Kalimat ini sudah
sangat tua, banyak yang mengartikan bahwa hubungan tradisi ke Minangkabau itu
satu sama lain saling mendasari, mungkin ini adalah pemahaman verbalisme dari
kita yang mendengar istilah ini. Akan tetapi manakala kita tanyakan kepada
Ninik mamak di Minangkabau yang berada di Nagari, maka akan dijawabnya berbeda
dengan pengertian kita.
Ninik mamak itu
menjelaskan, dengan permisalan, dengan menyebutkan hubungan suatu ninik mamak
antara dua nagari, misalnya nagari nagari dikecamatan Situjuah Limo Nagari:
“Sako di Banda dalam, Pusako di Situjuah gadang, Puncak Bulek di Banda Dalam,
Peti Bunian di Situjuah gadang, artinya mengenaigelar sako adat yang tertinggi
di kelarasan itu ada dibanda dalam, akan tetapi mengenai harta (hutan, tanah,
sawah dan sebagainya), maka kedua nagari itu selalu berhubungan.

_Perintah yang Diberikan 1:_ Berdasarkan kutipan tentang adat Minangkabau, jelaskan dalam satu sampai tiga kalimat arti ungkapan "Sako di Banda dalam, Pusako di Situjuah gadang" menurut ninik mamak.
_Perintah yang Diberikan 2:_ Teruskan kutipan tentang adat Minangkabau mulai dari kalimat terakhirnya.
Daftar di bawah ini tidak diperlukan.

(Entri Data)

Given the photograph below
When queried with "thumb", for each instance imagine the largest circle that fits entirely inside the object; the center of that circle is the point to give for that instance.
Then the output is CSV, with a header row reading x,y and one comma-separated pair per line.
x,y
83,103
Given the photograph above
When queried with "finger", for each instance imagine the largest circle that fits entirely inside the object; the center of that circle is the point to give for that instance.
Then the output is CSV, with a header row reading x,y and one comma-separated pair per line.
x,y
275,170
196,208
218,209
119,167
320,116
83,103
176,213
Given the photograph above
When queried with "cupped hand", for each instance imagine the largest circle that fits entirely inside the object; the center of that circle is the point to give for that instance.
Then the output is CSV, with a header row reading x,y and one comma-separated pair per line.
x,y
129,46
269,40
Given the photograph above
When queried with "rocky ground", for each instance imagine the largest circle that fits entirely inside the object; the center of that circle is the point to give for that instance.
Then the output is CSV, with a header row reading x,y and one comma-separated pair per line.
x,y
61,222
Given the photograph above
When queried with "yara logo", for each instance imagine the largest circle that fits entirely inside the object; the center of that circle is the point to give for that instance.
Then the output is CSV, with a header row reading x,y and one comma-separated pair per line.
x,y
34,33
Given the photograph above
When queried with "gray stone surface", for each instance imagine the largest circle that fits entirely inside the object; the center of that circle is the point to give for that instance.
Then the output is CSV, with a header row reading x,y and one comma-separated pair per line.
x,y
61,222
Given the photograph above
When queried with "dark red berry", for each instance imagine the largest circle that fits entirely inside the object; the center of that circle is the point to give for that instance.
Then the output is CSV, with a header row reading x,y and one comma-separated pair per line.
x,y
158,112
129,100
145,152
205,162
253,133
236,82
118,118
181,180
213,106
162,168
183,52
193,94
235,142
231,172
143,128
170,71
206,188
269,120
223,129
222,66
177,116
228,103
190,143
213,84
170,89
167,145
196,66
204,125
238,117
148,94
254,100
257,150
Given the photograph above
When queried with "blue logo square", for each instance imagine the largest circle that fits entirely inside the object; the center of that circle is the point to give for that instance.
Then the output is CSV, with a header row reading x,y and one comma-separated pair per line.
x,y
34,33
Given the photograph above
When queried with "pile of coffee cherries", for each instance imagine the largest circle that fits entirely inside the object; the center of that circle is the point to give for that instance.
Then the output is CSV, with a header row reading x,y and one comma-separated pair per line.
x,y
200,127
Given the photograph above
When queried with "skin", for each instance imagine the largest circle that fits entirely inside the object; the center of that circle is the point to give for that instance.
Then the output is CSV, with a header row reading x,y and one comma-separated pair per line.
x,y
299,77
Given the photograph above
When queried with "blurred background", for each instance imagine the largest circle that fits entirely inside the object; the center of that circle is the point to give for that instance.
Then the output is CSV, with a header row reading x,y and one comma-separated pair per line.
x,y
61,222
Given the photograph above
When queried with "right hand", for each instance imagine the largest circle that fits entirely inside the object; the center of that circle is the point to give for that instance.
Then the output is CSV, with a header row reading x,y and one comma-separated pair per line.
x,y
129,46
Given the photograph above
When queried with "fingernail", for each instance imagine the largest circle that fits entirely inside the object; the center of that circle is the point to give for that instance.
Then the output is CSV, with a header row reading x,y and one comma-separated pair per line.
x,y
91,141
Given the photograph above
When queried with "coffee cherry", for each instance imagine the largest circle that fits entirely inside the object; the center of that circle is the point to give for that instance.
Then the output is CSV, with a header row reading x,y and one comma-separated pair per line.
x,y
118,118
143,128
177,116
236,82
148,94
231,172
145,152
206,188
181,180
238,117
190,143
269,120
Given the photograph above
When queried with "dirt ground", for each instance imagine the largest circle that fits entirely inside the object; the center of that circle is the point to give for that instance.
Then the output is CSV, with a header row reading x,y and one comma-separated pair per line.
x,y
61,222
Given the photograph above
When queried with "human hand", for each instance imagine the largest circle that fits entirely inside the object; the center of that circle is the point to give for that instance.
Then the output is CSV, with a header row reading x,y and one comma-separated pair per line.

_Hasil Akhir 1:_ Ungkapan itu berarti gelar sako adat tertinggi di kelarasan tersebut berada di Banda Dalam. Namun, dalam hal harta seperti hutan, tanah, dan sawah, kedua nagari itu selalu berhubungan.

_Hasil Akhir 2:_
Demikian juga
misalnya urutan suku dalam suatu kelompok tidak boleh salah dalam
penyebutannya: misalnya Koto jo Piliang, Tanjuang jo Payobada, Simabua jo
Sipisang, Sikumbang jo Picancang, Bodi jo caniago, Jambak jo Pitopang, salo jo
kutianyie dan banyak lagi yang lain: kedua pasang suku ada yang kebesarannya
adalah gelar sako, ada yang kebesarannya adatnya adalah harta atau yang disebutnya
sebagai “pusako”. Oleh karena arti “sandi” disini adalah hubungan yang bersifat
menetap sehingga terlihat sekali bagaimana bervariasinya nagari nagari itu
dalam fungsi adatnya, tidak ada suatu nagari yang lebih tinggi statusnya
daripada nagari lain, begitu juga suatu gelar sako “datuk”, juga tidak ada
datuk di suatu nagari lebih tinggi kedudukannya dibandingkan dengan datuk di
nagari lain. Artinya yang selama ini kaum intelektual mengatakan “sandi itu
sama dengan sendi”, ternyata bagi kaum “penghulu di Minangkabau” Sandi itu
tidak sama dengan Sendi.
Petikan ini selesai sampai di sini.